**TEXT PASSAGE:**
::::
Again, this highlights problems that we've always had, but papered over with an infinite map.

Wandering around searching for a good spot isn't that interesting, after all.  Wandering around searching for iron isn't either.

I hesitate to put everything in Green.  You are supposed to travel to other biomes for stuff.  It's impractical to do this for water, though... but maybe for clay, travel is fine?  You really need a fixed amount to bootstrap.  There could be a clay deposit at each spring head, and you have to dig it up first to get to the spring.  That doesn't solve the pond issue, of course.

"redoing" the map gen algorithm to do something specific is pretty much impossible.  It's not an algorithm, really, just an interpretation of a 2d random field as a map.  So I can't tweak it to place this or that thing in this or that way.  The thing is where it is, according to the math.  I can adjust the probabilities for individual objects (and obviously control what biomes they are in).  But that's where my control ends.
::::
**TASKS TO CARRY OUT:**
[1] Decide whether each statement agrees with the map generation passage, answering yes or no and quoting the deciding words: (a) The writer hesitates to put everything in Green. (b) The writer can tweak the map generator to place a specific thing in a specific way. (c) The writer finds wandering around searching for iron interesting.
[2] According to the map generation passage, what is the map generator, if not really an algorithm?
[3] Reproduce the part of the map generation passage starting at "Again, this highlights" and ending at "iron isn't either.".

**INFORMATION PROVIDED:**
::::
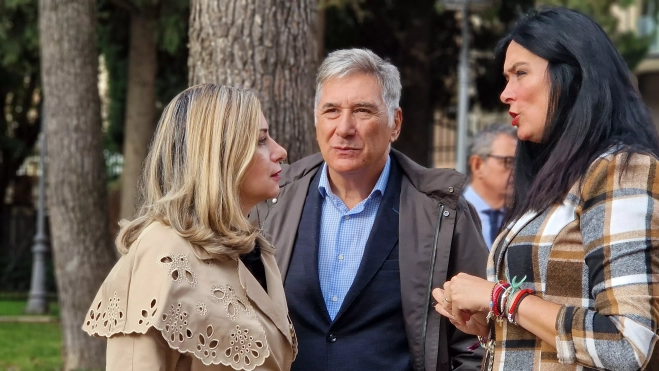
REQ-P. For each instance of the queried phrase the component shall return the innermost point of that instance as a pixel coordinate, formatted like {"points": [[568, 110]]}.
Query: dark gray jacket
{"points": [[439, 236]]}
::::
**THE RESULTS:**
[1]
(a) Yes: "I hesitate to put everything in Green."
(b) No: "So I can't tweak it to place this or that thing in this or that way."
(c) No: "Wandering around searching for iron isn't either."

[2] An interpretation of a 2d random field as a map.

[3]
Again, this highlights problems that we've always had, but papered over with an infinite map.

Wandering around searching for a good spot isn't that interesting, after all.  Wandering around searching for iron isn't either.